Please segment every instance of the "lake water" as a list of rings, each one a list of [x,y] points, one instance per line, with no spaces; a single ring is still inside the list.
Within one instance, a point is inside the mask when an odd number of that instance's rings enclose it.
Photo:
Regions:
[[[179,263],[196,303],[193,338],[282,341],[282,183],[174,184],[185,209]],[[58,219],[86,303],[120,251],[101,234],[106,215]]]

PROBLEM STATEMENT:
Reproduce every item above word for word, keeping each line as it stands.

RESULT OF THIS EXERCISE:
Please segment every instance of the "lake water" as a list of rings, each one a list of [x,y] points, one instance per line, with no spaces; a single ring is still inside the list.
Within one instance, a point is inside the mask when an odd number of that instance's rings enclose it.
Photo:
Regions:
[[[179,263],[196,303],[193,338],[282,341],[282,183],[174,184],[185,209]],[[58,219],[86,303],[120,251],[101,234],[106,215]]]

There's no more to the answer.